**What needs to be done:** Extract each line of the listing below that contains the string "side". Treat uppercase and lowercase as different.

● ● ●

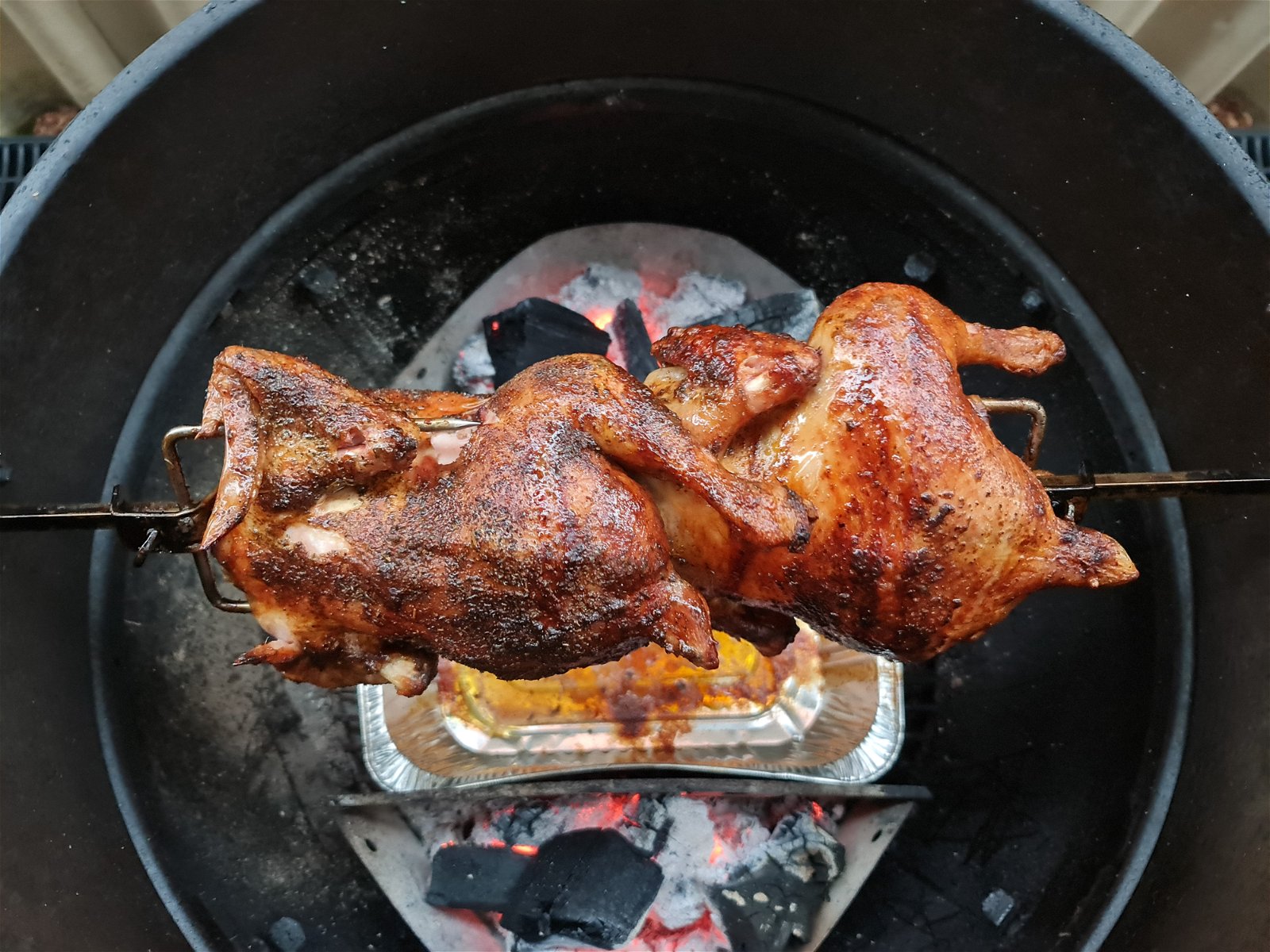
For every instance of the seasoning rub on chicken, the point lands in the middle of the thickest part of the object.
(846, 482)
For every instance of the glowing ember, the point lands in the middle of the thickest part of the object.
(717, 854)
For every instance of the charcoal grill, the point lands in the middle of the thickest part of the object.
(814, 136)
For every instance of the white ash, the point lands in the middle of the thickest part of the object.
(601, 287)
(710, 842)
(696, 298)
(474, 370)
(795, 844)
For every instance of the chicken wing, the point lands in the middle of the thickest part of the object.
(927, 530)
(524, 547)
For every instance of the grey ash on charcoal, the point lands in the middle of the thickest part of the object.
(622, 871)
(611, 311)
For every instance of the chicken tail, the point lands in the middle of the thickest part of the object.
(1087, 559)
(683, 628)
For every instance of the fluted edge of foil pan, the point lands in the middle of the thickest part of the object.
(865, 763)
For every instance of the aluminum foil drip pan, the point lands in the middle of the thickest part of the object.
(818, 711)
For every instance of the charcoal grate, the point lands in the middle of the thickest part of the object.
(1257, 145)
(18, 155)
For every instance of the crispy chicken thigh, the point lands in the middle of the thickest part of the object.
(524, 546)
(927, 530)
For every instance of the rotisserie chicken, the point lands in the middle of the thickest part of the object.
(368, 547)
(929, 530)
(846, 482)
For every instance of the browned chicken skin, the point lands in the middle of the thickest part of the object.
(848, 482)
(368, 547)
(929, 530)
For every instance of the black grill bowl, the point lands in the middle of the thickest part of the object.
(1095, 758)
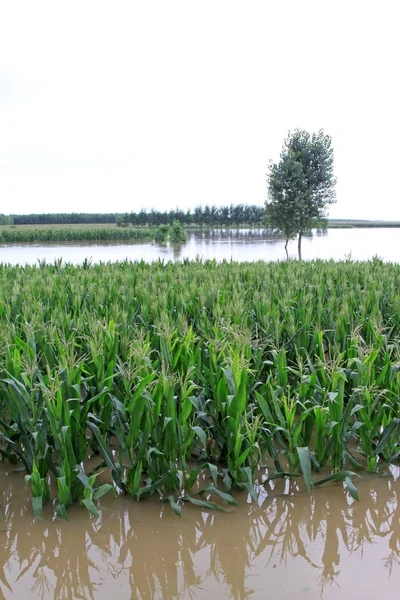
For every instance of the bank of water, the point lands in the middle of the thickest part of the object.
(238, 245)
(292, 545)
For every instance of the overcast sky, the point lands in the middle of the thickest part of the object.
(115, 106)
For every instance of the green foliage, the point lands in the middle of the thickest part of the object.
(301, 185)
(170, 373)
(73, 235)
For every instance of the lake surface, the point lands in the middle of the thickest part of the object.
(238, 245)
(319, 547)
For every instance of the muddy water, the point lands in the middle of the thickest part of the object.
(291, 546)
(238, 245)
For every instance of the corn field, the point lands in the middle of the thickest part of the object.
(234, 373)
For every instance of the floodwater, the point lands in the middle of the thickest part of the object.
(322, 546)
(238, 245)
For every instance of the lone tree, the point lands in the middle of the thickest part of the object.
(301, 185)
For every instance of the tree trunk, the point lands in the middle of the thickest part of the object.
(299, 244)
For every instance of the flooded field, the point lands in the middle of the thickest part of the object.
(290, 546)
(238, 245)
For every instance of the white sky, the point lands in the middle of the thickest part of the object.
(115, 106)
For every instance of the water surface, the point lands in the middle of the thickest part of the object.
(238, 245)
(322, 546)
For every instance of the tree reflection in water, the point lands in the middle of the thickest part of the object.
(144, 551)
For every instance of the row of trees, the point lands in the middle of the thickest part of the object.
(211, 216)
(58, 219)
(301, 186)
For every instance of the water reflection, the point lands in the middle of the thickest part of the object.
(230, 244)
(298, 544)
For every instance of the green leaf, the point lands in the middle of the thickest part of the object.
(201, 434)
(305, 463)
(88, 502)
(204, 504)
(213, 490)
(214, 473)
(175, 507)
(37, 505)
(352, 488)
(102, 490)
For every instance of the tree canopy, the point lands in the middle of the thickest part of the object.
(301, 185)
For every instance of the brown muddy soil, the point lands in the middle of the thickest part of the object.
(291, 546)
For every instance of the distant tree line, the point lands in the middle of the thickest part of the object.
(208, 216)
(63, 218)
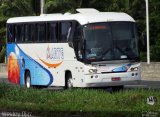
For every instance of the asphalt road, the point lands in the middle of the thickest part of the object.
(143, 84)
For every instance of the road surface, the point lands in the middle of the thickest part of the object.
(143, 84)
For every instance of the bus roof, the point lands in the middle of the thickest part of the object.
(84, 16)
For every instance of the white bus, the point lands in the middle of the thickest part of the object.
(86, 49)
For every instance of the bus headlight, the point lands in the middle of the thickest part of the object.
(92, 70)
(134, 69)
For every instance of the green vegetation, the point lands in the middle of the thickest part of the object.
(135, 8)
(46, 102)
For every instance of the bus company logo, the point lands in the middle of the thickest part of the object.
(54, 53)
(151, 100)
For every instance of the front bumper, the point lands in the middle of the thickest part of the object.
(104, 80)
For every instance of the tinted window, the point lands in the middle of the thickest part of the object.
(65, 30)
(41, 32)
(27, 32)
(10, 33)
(52, 32)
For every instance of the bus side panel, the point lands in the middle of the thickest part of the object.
(19, 61)
(13, 64)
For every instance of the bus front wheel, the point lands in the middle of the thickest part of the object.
(27, 80)
(69, 81)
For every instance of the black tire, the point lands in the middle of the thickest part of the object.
(28, 80)
(69, 82)
(118, 88)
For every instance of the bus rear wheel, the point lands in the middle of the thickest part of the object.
(69, 81)
(28, 80)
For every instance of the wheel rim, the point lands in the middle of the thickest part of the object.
(28, 82)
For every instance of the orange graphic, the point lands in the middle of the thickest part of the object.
(13, 69)
(51, 65)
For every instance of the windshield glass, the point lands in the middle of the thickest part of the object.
(111, 41)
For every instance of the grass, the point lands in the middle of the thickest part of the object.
(92, 101)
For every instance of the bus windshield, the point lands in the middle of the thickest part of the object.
(111, 41)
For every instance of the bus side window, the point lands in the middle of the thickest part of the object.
(10, 35)
(19, 33)
(41, 32)
(52, 32)
(33, 33)
(65, 30)
(27, 32)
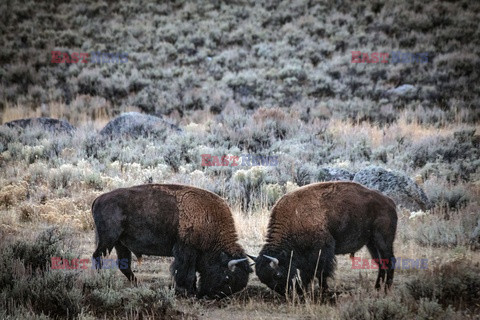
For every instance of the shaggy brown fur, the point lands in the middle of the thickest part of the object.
(191, 224)
(331, 218)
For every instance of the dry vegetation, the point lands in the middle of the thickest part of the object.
(271, 78)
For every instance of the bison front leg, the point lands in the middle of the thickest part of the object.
(183, 269)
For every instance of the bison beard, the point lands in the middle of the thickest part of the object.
(192, 225)
(309, 226)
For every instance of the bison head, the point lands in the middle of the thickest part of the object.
(222, 274)
(275, 269)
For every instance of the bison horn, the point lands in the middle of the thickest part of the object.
(252, 257)
(274, 260)
(232, 263)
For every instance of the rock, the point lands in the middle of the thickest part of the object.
(136, 124)
(48, 124)
(335, 174)
(405, 90)
(403, 190)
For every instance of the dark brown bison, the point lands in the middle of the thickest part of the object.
(193, 225)
(312, 224)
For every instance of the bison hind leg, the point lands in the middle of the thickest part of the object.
(124, 256)
(384, 253)
(326, 264)
(183, 269)
(101, 251)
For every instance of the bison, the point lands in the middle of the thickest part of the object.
(312, 224)
(193, 225)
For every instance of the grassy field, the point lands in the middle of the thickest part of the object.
(269, 78)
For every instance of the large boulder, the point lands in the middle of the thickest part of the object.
(134, 124)
(48, 124)
(403, 190)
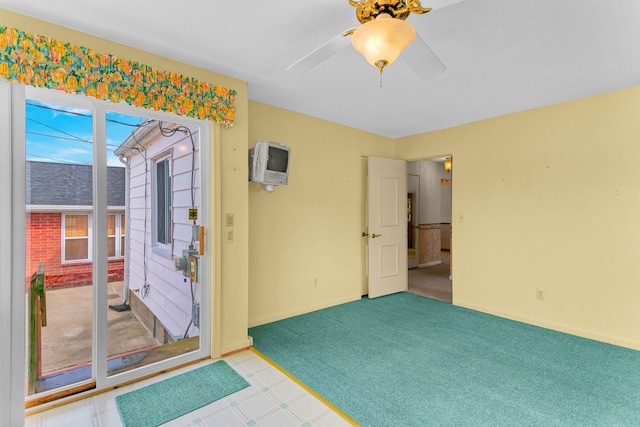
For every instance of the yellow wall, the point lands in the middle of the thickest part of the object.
(230, 186)
(548, 199)
(311, 228)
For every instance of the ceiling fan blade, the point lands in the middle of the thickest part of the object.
(440, 4)
(322, 53)
(422, 61)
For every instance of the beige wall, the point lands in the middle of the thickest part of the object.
(548, 199)
(311, 228)
(230, 187)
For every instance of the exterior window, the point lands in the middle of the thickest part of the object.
(163, 201)
(115, 235)
(122, 229)
(76, 237)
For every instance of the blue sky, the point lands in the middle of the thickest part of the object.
(63, 134)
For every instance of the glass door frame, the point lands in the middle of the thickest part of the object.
(13, 97)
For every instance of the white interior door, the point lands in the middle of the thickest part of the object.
(387, 220)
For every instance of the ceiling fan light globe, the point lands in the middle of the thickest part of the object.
(382, 39)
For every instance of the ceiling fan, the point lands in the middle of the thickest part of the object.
(383, 35)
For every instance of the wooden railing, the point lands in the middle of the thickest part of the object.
(37, 319)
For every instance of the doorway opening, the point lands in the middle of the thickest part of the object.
(116, 277)
(430, 273)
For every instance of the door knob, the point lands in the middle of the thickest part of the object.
(373, 236)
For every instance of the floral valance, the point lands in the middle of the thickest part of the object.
(44, 62)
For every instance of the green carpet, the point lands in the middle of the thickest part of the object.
(405, 360)
(168, 399)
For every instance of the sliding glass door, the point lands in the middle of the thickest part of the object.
(115, 267)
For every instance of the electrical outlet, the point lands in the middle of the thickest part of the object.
(195, 315)
(228, 220)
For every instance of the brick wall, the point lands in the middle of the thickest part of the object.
(43, 244)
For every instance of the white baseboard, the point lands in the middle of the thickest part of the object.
(560, 327)
(304, 310)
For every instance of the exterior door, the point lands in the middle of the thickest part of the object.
(387, 220)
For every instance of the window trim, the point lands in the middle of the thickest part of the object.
(64, 239)
(119, 234)
(167, 157)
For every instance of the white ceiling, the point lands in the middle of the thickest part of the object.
(502, 56)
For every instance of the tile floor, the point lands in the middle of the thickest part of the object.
(272, 399)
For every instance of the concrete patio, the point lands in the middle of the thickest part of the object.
(66, 340)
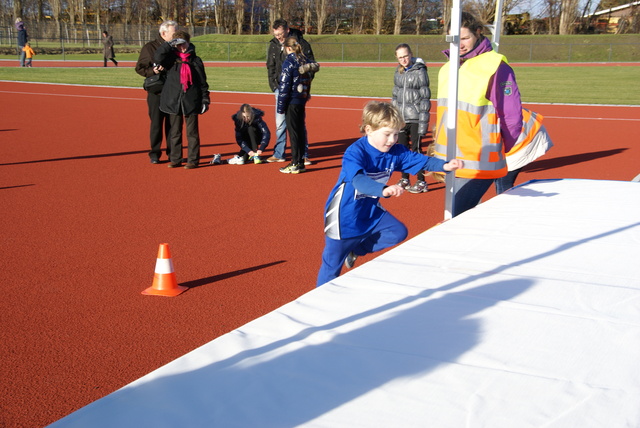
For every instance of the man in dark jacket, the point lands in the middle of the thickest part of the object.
(146, 67)
(275, 57)
(185, 96)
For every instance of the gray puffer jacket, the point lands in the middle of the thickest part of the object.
(412, 95)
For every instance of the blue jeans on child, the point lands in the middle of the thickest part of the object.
(388, 232)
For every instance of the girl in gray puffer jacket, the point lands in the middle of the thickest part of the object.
(412, 97)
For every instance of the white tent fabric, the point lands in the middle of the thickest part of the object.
(523, 312)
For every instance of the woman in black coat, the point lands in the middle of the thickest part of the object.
(185, 95)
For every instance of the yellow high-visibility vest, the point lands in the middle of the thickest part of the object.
(479, 142)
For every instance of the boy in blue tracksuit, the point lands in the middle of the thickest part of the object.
(355, 222)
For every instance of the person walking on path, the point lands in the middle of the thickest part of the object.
(185, 96)
(147, 67)
(489, 114)
(108, 54)
(412, 97)
(276, 56)
(29, 53)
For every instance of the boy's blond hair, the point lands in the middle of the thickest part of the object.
(378, 114)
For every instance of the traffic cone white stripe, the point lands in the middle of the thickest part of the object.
(164, 266)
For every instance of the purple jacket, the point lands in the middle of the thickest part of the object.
(503, 92)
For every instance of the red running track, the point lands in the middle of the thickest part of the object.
(84, 212)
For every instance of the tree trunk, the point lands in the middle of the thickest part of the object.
(378, 15)
(321, 14)
(239, 15)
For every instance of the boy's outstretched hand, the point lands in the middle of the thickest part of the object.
(393, 190)
(453, 164)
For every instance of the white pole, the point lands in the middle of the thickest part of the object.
(496, 28)
(452, 104)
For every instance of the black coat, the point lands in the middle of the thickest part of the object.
(174, 100)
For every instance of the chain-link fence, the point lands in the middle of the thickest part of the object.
(129, 39)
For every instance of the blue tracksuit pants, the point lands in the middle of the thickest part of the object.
(388, 232)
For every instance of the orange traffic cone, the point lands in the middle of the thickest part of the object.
(164, 279)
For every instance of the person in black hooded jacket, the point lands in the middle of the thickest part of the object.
(276, 56)
(185, 95)
(147, 67)
(252, 134)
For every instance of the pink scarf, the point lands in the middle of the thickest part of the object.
(185, 71)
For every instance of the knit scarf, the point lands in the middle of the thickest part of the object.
(185, 71)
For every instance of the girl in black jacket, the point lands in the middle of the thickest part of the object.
(185, 95)
(293, 94)
(252, 134)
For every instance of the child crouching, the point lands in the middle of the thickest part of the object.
(355, 222)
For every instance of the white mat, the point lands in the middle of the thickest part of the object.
(523, 312)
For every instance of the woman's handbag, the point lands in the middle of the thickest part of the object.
(154, 83)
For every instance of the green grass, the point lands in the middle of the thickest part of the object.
(569, 85)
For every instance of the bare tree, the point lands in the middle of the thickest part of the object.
(397, 7)
(379, 7)
(307, 15)
(239, 7)
(321, 14)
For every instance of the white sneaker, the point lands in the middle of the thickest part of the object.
(236, 160)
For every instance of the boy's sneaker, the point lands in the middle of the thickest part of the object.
(350, 260)
(419, 187)
(404, 183)
(236, 160)
(292, 169)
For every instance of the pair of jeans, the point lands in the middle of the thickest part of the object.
(158, 128)
(281, 135)
(410, 138)
(388, 232)
(295, 118)
(193, 138)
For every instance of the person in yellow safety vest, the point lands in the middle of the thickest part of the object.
(489, 114)
(533, 142)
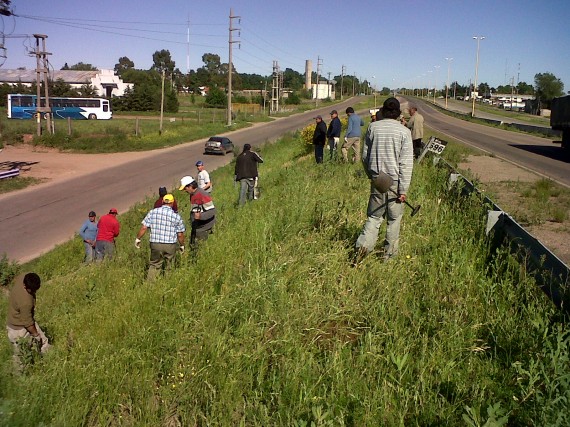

● ● ●

**Written response:**
For every instance of the bus side panel, the point lands in the middle of the thickest part of the object.
For every instance of the bus side window, the point lands in the middle of the thickest part of the object.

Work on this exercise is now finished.